作業内容:
A - 次の(i)〜(iii)が実験授業の説明文と一致するかを判定し、それぞれ「はい」か「いいえ」で答えよ。判断の決め手となる本文の語句をそのまま引用すること。
(i) 目標の達成は、満点の60%の得点で確認される。
(ii) 評価において「知識・能力」の各項目の重みは項目ごとに異なる。
(iii) 後期のコース別実験の評価は、最終評価の30%を占める。
B - 実験授業の説明文に基づき、次の問いに答えよ。
(i) 到達目標に向けた達成度は、何の内容によって評価されるか。
(ii) 機器分析化学実験では、何のための知識や技術を習得するか。
(iii) すべての内容が対応する学習・教育到達目標はどれか。
C - 実験授業の説明文について、最後の文の後に続く部分を書け。

実験操作を通じて,熱力学,電気化学,機器分析化学,培養工学に必要な基礎知識を習得しており,物理化学,分析化学,微生物学などの専門分野に適用できる.
概要:
物理化学,機器分析化学,培養工学に関する実験の基本操作の習熟を図る.物理化学実験は生物応用化学実験の基礎実験として,物理化学Ⅰ・Ⅱで学習した(学習する)内容の中の典型的なテーマが選定されている.機器分析化学実験は迅速かつ正確に測定するための知識や技術を習得する.培養工学実験は生物化学や細胞生物学および微生物学に関する実験の基本操作の習熟を図る.
授業の進め方・方法:
・すべての内容は,学習・教育到達目標(B)<専門>に対応する.
・授業計画に記載のテーマについて実験を行う.
・「授業計画」における各週の「到達目標」はこの授業で習得する「知識・能力」に相当するものとする.
注意点:
<到達目標の評価方法と基準>下記授業計画の「到達目標」に向けた達成度を報告書の内容により評価する.評価に対する「知識・能力」の各項目の重みは同じである.満点の60%の得点で,目標の達成を確認する.
<学業成績の評価方法および評価基準>前期の物理化学・機器分析化学・培養工学実験の評価を50%,後期のコース別実験(応用化学コース実験,生物化学コース実験)の評価を50%とする.それぞれの評価を総合したものを最終評価とする.

データ抜粋:
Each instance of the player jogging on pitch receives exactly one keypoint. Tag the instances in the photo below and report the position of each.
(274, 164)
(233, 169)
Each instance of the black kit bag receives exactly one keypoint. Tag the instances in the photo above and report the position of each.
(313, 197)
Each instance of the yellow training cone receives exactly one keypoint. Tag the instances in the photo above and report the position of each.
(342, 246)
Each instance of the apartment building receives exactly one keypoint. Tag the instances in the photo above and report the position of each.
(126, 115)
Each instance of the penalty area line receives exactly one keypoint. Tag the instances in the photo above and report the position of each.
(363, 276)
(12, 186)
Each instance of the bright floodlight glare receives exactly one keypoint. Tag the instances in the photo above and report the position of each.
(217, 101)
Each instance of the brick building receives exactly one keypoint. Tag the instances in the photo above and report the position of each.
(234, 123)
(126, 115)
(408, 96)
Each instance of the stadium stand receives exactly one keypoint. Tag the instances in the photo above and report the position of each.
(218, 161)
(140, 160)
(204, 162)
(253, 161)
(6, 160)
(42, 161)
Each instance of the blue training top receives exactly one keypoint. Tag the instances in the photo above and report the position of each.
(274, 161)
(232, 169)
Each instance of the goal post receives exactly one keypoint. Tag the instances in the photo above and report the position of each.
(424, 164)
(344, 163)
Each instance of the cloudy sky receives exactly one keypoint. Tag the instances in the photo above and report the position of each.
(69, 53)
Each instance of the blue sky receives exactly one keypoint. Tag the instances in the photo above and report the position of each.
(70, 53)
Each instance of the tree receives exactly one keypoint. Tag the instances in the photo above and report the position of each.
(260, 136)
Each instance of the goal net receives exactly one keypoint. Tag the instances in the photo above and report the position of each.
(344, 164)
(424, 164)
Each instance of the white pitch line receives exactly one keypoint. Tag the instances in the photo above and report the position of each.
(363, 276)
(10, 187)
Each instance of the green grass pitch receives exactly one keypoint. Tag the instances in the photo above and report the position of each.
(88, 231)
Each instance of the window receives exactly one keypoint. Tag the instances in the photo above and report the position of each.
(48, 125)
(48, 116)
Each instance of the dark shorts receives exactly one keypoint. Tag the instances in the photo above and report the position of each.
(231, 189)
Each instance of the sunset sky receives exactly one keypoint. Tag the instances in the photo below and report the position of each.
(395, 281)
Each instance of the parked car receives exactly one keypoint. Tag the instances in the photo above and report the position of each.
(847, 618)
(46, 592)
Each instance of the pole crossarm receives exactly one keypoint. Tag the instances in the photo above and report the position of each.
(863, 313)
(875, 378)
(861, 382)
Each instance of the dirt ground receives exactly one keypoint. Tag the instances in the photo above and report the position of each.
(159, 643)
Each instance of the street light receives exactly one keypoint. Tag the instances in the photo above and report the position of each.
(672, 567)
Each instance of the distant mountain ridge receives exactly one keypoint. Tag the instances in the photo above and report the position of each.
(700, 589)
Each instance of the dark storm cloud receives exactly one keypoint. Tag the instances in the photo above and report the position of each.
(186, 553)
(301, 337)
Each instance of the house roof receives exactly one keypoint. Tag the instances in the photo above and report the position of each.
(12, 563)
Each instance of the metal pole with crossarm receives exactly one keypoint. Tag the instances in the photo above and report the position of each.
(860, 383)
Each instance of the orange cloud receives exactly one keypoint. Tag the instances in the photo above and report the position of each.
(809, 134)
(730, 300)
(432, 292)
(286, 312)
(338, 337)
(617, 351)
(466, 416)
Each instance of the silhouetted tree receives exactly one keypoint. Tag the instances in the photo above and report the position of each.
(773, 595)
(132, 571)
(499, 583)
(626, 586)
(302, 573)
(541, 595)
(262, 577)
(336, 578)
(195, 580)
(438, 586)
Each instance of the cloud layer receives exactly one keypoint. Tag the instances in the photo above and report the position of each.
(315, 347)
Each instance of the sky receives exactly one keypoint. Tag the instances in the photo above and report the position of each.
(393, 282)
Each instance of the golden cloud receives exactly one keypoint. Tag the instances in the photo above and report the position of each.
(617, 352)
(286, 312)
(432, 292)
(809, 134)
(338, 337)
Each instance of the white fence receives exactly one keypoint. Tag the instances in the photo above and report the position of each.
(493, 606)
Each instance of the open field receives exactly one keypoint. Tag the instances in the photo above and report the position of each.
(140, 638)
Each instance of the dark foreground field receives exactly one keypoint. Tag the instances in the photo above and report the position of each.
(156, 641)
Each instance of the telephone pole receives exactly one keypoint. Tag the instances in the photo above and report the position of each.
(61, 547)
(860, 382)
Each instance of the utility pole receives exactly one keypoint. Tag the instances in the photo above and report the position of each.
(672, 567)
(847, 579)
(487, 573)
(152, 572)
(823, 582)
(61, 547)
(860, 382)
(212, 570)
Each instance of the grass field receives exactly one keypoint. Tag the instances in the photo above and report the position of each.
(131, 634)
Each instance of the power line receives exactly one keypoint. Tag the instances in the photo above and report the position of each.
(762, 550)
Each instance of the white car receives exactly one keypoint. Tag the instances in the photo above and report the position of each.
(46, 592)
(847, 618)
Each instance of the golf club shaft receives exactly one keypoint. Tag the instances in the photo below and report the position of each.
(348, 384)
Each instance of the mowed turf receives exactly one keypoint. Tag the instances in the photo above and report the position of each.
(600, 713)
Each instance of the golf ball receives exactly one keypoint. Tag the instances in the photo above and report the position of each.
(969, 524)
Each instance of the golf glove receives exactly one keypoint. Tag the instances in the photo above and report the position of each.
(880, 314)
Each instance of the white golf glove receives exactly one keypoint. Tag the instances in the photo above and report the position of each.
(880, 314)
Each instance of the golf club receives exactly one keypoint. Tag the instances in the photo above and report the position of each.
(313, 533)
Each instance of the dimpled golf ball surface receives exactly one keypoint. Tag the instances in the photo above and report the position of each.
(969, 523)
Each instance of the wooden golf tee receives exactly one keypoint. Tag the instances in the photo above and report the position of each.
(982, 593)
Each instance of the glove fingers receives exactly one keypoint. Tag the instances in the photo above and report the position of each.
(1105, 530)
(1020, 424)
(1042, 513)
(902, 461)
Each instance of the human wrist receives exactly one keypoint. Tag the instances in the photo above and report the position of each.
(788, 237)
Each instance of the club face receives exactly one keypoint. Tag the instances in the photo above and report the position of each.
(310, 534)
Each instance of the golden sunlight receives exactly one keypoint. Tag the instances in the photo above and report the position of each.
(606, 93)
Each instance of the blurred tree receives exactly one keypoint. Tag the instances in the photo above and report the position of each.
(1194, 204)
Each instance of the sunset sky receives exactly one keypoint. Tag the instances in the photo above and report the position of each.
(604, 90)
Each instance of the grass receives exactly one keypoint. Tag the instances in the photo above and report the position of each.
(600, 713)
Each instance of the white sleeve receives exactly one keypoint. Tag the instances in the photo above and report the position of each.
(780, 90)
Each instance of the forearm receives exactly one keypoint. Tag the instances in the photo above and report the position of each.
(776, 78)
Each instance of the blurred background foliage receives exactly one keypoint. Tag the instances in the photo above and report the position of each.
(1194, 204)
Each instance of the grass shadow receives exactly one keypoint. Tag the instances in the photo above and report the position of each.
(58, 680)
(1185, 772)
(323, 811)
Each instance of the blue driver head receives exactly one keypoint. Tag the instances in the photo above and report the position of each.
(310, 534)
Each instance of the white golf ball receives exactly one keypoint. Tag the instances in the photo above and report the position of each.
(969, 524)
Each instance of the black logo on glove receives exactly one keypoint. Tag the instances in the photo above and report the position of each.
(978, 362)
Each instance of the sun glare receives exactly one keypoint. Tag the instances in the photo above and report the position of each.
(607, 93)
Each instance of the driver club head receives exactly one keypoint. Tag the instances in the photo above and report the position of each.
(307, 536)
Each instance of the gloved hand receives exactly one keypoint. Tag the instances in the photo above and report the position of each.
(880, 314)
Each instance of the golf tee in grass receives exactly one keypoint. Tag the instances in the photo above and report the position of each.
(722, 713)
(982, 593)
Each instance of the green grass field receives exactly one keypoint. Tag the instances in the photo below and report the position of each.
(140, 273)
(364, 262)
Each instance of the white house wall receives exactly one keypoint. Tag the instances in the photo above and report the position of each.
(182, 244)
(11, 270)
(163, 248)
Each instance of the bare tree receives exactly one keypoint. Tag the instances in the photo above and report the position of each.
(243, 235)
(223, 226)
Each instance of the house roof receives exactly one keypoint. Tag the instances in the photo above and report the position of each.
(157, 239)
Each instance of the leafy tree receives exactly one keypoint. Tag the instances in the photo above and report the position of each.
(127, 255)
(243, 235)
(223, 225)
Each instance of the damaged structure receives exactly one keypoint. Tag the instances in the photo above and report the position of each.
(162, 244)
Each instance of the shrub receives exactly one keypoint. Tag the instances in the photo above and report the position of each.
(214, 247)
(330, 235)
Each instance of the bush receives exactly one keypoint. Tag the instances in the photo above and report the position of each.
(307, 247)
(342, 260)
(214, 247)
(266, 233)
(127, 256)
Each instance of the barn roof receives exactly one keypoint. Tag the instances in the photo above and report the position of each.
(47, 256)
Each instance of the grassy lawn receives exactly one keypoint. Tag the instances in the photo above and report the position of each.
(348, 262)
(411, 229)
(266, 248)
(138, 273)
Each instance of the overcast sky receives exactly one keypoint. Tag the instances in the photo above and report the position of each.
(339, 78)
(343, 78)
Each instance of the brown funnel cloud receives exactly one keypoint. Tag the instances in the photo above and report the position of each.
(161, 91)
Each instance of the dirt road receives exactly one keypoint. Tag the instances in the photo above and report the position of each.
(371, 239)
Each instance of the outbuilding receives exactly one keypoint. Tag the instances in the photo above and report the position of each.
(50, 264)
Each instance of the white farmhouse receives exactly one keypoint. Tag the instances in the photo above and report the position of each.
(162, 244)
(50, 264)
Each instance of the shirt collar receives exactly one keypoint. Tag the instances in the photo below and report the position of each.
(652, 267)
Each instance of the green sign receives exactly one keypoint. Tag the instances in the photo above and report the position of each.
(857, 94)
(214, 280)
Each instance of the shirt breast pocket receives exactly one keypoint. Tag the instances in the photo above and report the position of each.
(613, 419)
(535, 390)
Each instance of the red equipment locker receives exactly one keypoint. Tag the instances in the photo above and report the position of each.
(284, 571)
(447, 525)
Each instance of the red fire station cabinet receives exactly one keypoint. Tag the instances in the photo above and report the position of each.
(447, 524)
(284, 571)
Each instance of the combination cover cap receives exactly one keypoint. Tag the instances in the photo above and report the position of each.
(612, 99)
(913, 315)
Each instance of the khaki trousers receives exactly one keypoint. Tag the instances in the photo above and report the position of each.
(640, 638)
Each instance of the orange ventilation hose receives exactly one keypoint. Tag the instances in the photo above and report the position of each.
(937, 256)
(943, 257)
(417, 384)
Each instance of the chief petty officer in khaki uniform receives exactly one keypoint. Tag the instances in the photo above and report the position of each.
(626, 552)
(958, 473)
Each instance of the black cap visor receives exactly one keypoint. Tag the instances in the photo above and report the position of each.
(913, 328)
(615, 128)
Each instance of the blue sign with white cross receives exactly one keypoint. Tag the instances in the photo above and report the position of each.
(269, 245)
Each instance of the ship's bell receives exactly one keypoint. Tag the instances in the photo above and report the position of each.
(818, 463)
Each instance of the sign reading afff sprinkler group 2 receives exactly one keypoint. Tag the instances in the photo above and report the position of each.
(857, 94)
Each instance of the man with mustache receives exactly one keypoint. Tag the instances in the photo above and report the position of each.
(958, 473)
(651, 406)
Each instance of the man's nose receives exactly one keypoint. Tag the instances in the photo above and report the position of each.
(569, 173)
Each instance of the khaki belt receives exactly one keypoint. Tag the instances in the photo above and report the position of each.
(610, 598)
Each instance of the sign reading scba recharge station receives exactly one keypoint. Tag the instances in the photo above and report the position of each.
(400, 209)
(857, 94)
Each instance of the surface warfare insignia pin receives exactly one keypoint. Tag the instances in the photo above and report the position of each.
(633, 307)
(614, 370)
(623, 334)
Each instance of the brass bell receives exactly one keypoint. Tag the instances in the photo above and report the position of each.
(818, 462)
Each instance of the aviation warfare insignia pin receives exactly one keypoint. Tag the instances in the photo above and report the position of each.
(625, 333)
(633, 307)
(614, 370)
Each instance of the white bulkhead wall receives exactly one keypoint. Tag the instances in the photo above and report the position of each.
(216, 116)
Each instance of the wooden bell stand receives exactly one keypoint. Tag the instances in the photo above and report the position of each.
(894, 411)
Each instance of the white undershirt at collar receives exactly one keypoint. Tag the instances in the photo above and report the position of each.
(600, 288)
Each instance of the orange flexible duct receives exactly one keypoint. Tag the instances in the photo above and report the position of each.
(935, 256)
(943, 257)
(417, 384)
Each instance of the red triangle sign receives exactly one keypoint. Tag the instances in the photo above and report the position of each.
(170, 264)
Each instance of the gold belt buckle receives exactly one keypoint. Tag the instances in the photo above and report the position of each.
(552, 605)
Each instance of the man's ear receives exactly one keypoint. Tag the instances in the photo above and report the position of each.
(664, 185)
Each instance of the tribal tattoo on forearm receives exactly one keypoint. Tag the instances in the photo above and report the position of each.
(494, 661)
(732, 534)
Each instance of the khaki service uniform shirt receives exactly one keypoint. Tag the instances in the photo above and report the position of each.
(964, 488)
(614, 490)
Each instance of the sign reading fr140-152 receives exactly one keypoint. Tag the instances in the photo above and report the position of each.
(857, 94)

想定解答:
A -
(i) はい。「満点の60%の得点で,目標の達成を確認する」
(ii) いいえ。「評価に対する「知識・能力」の各項目の重みは同じである」
(iii) いいえ。「後期のコース別実験(応用化学コース実験,生物化学コース実験)の評価を50%とする」

B -
(i) 報告書の内容
(ii) 迅速かつ正確に測定するための知識や技術
(iii) 学習・教育到達目標(B)<専門>

C -
<単位修得要件>実験テーマ毎の実験レポート(100点満点)9割、実験スキル評価シートを1割の重みで評価し、これらの平均点を本実験の成績とする。本実験と後期に行うコース別実験,応用実験のそれぞれの目標を達成し,学業成績で60点以上を取得すること.また,課された全てのレポートを指定された期限までに提出すること.
<あらかじめ要求される基礎知識の範囲>本教科は「分析化学(2C)」「物理化学I(3C, 4C)」, 「物理化学II(4C)」, 「機器分析化学(3C)」, 「環境分析化学(4C)」, 「微生物学(4C)」の学習が基礎となる教科である.
<自己学習>実習で保証する学習時間と,予習・復習,レポート作成に必要な標準的な学習時間の総計が180時間に相当する学習内容である.
<備考>化学実験で最も注意しなければならないことは,薬害,ガラス器具による「けが」である.これらを未然に防ぐためには,使用する薬品の性質や器具及び機器の取り扱いを熟知しておくことである.実験に先だってガイダンスでこれらの諸注意を説明するが,各自でも試薬の諸性質などの注意事項などを十分予習しておくこと.また,実験室に入る場合,必ず保護メガネを着用すること.英文による記述もあるので,十分予習しておくこと.
各テーマのレポートを定められた期限以内に各自が提出すること.考察の不十分なものは提出したとは認めない.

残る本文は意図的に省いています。